» Potongan dokumen:
__________________________________________________
Konsep khalifah mempunyai beberapa implikasi dalam sistem ekonomi Islam di
antaranya : pertama, persaudaraan yang universal. Dalam hal ini khalifah
memiliki makna persatuan dan persaudaraan manusia. Manusia semua sama, baik
hitam, putih, tinggi, pendek, dan sebagainya. Kriteria yang bernilai dari
mereka bukannya sukunya, bangsanya tapi karakternya (akhlaknya). Karenanya
diperlukan pengorbanan dan kerja sama dan bukannya “the survival of the fittest”
atau teori hukum rimba.
Kedua,kekayaan adalah amanah.
Karena seluruh sumber-sumber kehidupan telah diberikan oleh Allah, maka manusia
sebagai khalifah bukanlah pemilik tunggal, tapi dia hanya manusia yang
diberikan kepercayaan untuk mengolahnya. Sedangkan pilar yang ketiga adalah
muslim percaya adanya hari hisab (the day of judgment). Hal ini membawa
implikasi yang cukup besar di dalam aktivitas perekonomian dan tingkah laku
manusia. Ketika ia ingin melakukan sesuatu (dalam transaksi, konsumsi,
produksi, distribusi atau mengaplikasikan kebijaksanaan moneter, fiskal dan
lainnya) maka tindakannya itu mempunyai dampak yang harus diterimanya pada hari
hisab.
__________________________________________________
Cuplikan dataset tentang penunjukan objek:
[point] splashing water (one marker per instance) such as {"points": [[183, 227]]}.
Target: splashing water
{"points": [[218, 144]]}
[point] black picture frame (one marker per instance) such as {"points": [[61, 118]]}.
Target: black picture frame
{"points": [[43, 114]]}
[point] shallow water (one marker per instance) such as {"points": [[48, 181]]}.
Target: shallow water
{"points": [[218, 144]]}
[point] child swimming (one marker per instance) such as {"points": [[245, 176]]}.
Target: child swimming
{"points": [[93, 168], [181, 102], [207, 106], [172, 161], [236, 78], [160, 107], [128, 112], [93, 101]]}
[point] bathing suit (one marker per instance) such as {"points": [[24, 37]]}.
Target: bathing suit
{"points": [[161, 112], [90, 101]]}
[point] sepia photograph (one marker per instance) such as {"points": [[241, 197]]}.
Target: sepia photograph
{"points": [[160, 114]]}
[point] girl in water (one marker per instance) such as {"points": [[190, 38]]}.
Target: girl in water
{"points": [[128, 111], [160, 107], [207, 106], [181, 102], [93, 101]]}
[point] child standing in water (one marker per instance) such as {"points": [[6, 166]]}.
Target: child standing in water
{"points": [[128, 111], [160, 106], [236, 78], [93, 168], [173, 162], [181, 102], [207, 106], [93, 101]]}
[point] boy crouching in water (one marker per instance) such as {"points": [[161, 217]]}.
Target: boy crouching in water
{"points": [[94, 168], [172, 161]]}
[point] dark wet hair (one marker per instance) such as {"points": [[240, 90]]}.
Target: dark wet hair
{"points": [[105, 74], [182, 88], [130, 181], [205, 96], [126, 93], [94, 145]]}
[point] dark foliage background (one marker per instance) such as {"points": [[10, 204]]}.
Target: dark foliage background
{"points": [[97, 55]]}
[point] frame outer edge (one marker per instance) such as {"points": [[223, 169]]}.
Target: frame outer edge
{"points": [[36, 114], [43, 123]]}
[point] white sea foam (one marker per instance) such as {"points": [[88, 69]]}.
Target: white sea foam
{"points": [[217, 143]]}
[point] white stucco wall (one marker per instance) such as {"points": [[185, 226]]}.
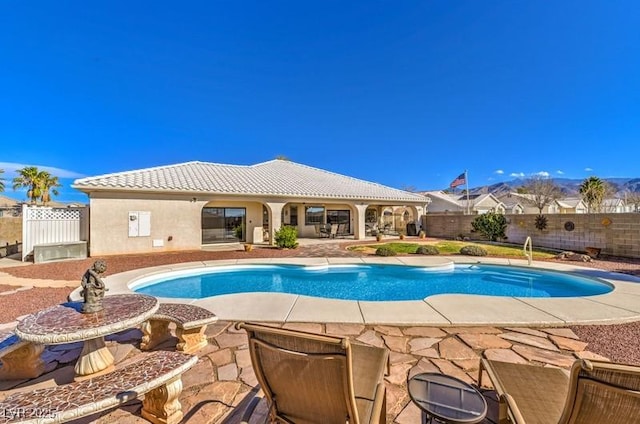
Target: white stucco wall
{"points": [[175, 217]]}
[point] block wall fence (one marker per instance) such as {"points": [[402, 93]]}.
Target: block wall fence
{"points": [[617, 234]]}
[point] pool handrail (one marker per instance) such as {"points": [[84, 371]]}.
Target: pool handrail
{"points": [[529, 255]]}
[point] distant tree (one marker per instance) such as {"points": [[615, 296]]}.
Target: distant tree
{"points": [[491, 225], [39, 184], [28, 178], [48, 184], [633, 199], [593, 191], [541, 191]]}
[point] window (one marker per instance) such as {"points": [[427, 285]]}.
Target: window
{"points": [[313, 215], [220, 225], [371, 216]]}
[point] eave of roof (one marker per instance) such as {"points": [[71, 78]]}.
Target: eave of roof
{"points": [[274, 178]]}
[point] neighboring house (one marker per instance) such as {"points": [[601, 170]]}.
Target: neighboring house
{"points": [[616, 206], [512, 205], [184, 206], [524, 200], [566, 205], [442, 202], [570, 205]]}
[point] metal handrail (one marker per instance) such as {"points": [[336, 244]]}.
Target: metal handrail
{"points": [[530, 254]]}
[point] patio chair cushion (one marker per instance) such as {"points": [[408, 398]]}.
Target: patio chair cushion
{"points": [[314, 378]]}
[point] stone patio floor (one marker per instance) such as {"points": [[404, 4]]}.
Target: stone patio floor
{"points": [[222, 383]]}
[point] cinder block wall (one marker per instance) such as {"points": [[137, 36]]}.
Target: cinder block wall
{"points": [[10, 230], [617, 234]]}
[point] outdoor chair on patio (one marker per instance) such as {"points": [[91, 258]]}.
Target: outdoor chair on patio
{"points": [[313, 378], [594, 392]]}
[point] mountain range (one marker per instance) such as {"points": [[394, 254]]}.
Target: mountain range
{"points": [[568, 186]]}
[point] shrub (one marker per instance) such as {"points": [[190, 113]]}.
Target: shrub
{"points": [[427, 250], [491, 225], [287, 237], [385, 251], [471, 250]]}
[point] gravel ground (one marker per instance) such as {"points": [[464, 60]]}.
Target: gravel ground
{"points": [[620, 342]]}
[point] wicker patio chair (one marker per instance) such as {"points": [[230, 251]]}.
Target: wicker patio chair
{"points": [[313, 378], [594, 392]]}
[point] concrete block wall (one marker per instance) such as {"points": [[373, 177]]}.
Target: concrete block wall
{"points": [[617, 234]]}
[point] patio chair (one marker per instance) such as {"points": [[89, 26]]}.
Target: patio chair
{"points": [[342, 230], [594, 392], [312, 378]]}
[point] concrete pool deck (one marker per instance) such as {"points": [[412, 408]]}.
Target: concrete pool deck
{"points": [[620, 305]]}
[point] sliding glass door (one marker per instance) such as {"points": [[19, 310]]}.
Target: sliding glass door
{"points": [[339, 217], [223, 225]]}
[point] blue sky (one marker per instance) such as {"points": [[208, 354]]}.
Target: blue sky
{"points": [[407, 93]]}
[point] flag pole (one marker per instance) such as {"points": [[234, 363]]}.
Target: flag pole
{"points": [[466, 179]]}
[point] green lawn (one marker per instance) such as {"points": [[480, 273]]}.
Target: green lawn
{"points": [[452, 247]]}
__________________________________________________
» Tugas latihan:
• A. Dalam teks tentang konsep khalifah, apa yang disebut sebagai pilar ketiga?
• B. Kutip teks tentang konsep khalifah kata demi kata, mulai dari bagian yang memuat "Konsep khalifah mempunyai" dan berhenti setelah "Kedua,kekayaan adalah amanah.".
• C. Lanjutkan teks tentang konsep khalifah dalam ekonomi Islam, mulai sesudah kalimat terakhirnya.
Catatan tersebut tidak diperlukan dalam latihan ini.

» Hasil latihan:
• A. Muslim percaya adanya hari hisab (the day of judgment).

• B.
Konsep khalifah mempunyai beberapa implikasi dalam sistem ekonomi Islam di
antaranya : pertama, persaudaraan yang universal. Dalam hal ini khalifah
memiliki makna persatuan dan persaudaraan manusia. Manusia semua sama, baik
hitam, putih, tinggi, pendek, dan sebagainya. Kriteria yang bernilai dari
mereka bukannya sukunya, bangsanya tapi karakternya (akhlaknya). Karenanya
diperlukan pengorbanan dan kerja sama dan bukannya “the survival of the fittest”
atau teori hukum rimba.
Kedua,kekayaan adalah amanah.

• C.
3. ‘Adalah (Keadilan)
Konsep kekeluargaan (brotherhood) yang merupakan gabungan dari konsep tauhid dan khilafah tidak akan
berarti jika tidak diikuti oleh keadilan social ekonomi. Keadilan merupakan
kunci bagi maqasid syariah dan tidak ada wujud satu masyarakat Islami
jika masih belum ditegakkan keadilan. Karenanya islam menolak segala kezaliman
seperti ketidakadilan, eksploitasi, tekanan, prilaku salah sehingga menjadikan
seseorang itu tidak memenuhi tugasnya kepada mereka. Lebih dari itu, keadilan
merupakan misi utama dari diutusnya nabi (Q.S Al-Hadid :25). Bahkan islam telah
meletakkan keadilan iru dekat dengan takwa (Q.S Al-Maidah : 8).
Keadilan dalam mengupayakan dan memanfaatkan
sumber-sumber kekayaan alam ini demi untuk merealisasikan tujuan syariah (maqasid syari’ah) di antaranya melalui :
a.
Penjaminan terhadap kebutuhan dasar. Pertama
Negara wajib menjamin kebutuhan dasar dari penduduknya, bahkan dalam hadis,
kata Nabi Saw, “bukanlah yang beriman tidur dengan kekenyangan manakala
tetangganya kelaparan”. Oleh karena ini merupakan tanggungjawab
bersama (fardu kifayah).
b.
Mendapatkan sumber
kehidupan dengan cara yang terhormat. ‘Adalah merupakan fard’ain bagi setiap individu untuk
mencari sumber kehidupan. Dan jika terdapat anggota masyarakat yang cacat atau
tak mampu mencari sumber kehidupan itu, maka masyarakat harus ikut membantu,
baik melalui penyaluran zakat ataupun shadaqah dan wakaf.
c.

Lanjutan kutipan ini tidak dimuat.